Credit: Photodisc/Getty

Genomic resources will be essential for crop plant improvement, but several crops have large, repeat-rich genomes that present major technical challenges. Therefore, reference genomes are not yet available for some of the most nutritionally important species. Nevertheless, recent work on the barley and bread wheat genomes has used sophisticated approaches to enhance greatly the resources that could be used for genome-assisted research and development.

The International Barley Genome Sequencing Consortium has developed a multi-layer resource that integrates a genome-wide physical map, genome sequence data and expression data. The physical map was generated through a bacterial artificial chromosome (BAC) contig assembly and covers >95% of the 5.1 Gb barley haploid genome. Shotgun sequencing of some of the BAC clones — focusing on those containing genes — provided sequence data that could be fitted onto the map framework. This sequence-enriched map facilitated the integration of short-read whole-genome shotgun sequence data from genomic DNA. Despite the problems presented by the high levels of repeat sequences — 84% of the genome, as assessed by this study — this work has provided a valuable high-resolution genetic map of 4 Gb of the genome.

The authors added important functional information to the barley sequence assembly through high-throughput RNA sequencing (RNA-seq) of samples from eight stages of development and through sequencing of full-length cDNA sequences. As well as annotating 26,000 'high-confidence' genes, this work provided intriguing insights into the regulation of gene expression in this crop. For example, the authors found evidence of extensive regulation through alternative splicing linked to nonsense-mediated decay. In addition, the authors made comparisons with four other cultivars (the sequence assembly used the 'Morex' cultivar) to characterize genome diversity. This enabled a single-nucleotide variant map to be generated that will aid breeding efforts.

## EXERCISES TO COMPLETE
1: List the three layers that the barley genome text says the multi-layer resource integrates.
2: Please translate this sentence from the barley genome text into Spanish: "As well as annotating 26,000 'high-confidence' genes, this work provided intriguing insights into the regulation of gene expression in this crop."
The records are separate material, unrelated to the barley genome text.

Stored items from a collection
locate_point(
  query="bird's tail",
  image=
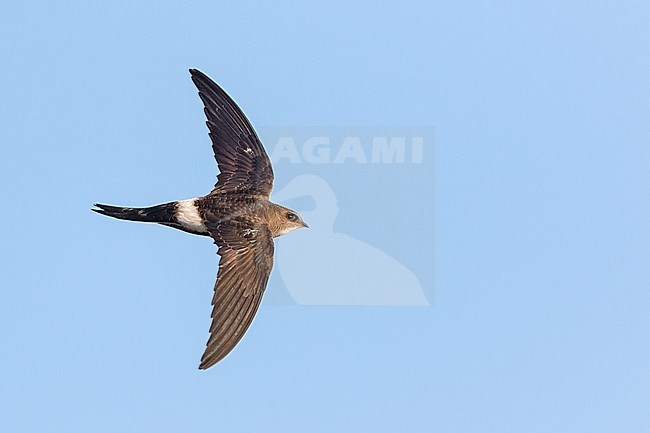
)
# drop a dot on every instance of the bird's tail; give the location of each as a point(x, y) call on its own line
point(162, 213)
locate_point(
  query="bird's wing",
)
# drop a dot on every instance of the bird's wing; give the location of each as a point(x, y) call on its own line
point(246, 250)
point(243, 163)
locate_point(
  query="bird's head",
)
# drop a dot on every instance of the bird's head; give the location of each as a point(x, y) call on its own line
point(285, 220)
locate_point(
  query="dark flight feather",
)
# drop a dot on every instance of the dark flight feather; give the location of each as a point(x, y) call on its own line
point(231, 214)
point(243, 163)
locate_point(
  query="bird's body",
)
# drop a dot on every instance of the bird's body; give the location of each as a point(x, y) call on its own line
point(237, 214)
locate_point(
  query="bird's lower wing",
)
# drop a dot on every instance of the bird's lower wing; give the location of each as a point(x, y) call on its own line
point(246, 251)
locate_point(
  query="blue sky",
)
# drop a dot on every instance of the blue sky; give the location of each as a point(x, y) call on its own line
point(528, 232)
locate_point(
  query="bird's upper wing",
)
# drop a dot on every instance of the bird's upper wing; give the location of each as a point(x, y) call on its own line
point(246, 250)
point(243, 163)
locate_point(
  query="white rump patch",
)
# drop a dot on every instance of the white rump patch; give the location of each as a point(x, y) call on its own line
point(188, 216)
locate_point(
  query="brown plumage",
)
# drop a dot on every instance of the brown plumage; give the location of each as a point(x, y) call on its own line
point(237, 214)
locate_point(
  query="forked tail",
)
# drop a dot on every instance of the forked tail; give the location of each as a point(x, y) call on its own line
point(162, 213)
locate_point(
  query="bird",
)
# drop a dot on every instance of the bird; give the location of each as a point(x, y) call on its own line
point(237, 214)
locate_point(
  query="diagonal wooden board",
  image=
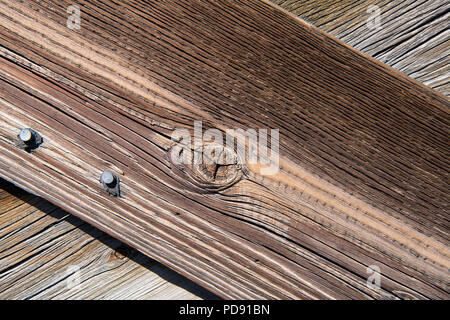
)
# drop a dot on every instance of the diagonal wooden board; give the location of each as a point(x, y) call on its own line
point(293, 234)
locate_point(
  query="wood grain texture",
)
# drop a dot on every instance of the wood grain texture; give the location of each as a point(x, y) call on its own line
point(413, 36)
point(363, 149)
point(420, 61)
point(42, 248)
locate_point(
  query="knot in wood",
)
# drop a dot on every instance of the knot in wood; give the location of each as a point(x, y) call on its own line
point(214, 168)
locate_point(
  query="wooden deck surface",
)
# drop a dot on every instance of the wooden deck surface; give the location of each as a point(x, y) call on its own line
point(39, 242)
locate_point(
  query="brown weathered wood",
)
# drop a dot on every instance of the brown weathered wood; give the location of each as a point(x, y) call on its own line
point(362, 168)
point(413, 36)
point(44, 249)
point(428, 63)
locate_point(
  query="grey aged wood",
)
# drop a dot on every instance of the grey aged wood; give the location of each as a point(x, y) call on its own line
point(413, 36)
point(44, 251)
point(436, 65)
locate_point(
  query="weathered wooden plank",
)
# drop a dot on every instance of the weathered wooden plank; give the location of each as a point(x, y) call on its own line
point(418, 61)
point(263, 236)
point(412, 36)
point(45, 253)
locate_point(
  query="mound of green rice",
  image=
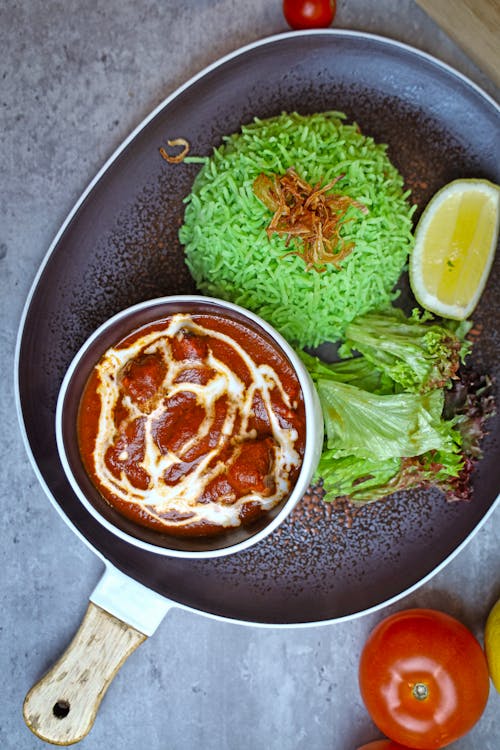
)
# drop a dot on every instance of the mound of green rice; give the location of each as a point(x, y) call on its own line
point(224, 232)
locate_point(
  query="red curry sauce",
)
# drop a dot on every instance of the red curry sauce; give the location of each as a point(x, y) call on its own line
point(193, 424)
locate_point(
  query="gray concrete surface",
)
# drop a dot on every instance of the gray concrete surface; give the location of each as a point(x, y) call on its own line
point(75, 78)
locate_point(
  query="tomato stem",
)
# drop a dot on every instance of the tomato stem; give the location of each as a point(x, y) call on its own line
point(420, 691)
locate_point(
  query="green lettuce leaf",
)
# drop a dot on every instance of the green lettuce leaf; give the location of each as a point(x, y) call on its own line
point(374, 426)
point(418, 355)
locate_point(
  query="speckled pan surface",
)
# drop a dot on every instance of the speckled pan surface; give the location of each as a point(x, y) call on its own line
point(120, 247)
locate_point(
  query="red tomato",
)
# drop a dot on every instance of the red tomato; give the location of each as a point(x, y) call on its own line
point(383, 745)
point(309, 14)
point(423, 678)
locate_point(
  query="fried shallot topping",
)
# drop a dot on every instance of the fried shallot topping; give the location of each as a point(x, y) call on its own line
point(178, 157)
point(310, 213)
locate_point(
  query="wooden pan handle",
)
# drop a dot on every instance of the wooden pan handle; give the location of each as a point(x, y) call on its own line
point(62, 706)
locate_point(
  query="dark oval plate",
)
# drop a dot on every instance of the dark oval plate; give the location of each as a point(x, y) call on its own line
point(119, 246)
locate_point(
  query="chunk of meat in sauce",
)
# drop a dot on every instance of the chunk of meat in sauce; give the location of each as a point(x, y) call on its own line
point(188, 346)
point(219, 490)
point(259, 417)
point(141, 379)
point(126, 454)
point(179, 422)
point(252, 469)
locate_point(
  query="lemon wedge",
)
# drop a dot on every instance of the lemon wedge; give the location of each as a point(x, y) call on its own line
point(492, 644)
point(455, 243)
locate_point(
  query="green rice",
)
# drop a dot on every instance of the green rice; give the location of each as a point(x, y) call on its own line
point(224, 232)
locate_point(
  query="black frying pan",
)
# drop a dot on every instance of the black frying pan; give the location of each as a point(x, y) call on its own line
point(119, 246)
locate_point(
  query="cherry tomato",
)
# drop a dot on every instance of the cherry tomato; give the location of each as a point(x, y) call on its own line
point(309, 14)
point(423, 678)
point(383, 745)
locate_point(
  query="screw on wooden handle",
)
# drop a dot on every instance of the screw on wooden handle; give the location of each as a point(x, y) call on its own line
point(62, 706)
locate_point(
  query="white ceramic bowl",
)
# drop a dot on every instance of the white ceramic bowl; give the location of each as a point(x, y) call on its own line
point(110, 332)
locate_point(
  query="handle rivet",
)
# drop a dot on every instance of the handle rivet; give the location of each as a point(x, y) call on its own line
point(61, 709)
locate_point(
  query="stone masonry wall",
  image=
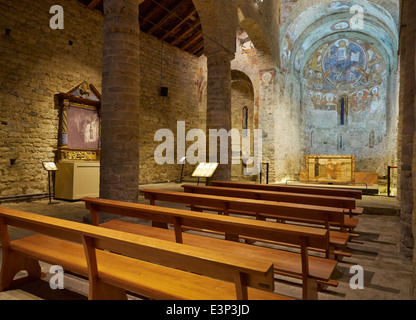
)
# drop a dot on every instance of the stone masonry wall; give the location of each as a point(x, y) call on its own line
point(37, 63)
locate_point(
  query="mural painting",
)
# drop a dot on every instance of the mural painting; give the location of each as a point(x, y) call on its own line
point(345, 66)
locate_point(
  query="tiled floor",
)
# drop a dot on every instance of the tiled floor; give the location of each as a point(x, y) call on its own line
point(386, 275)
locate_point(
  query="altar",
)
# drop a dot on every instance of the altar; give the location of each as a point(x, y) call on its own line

## WRITTEN RESPONSES
1:
- A genome-wide physical map
- Genome sequence data
- Expression data

2: Además de anotar 26.000 genes de "alta confianza", este trabajo aportó ideas intrigantes sobre la regulación de la expresión génica en este cultivo.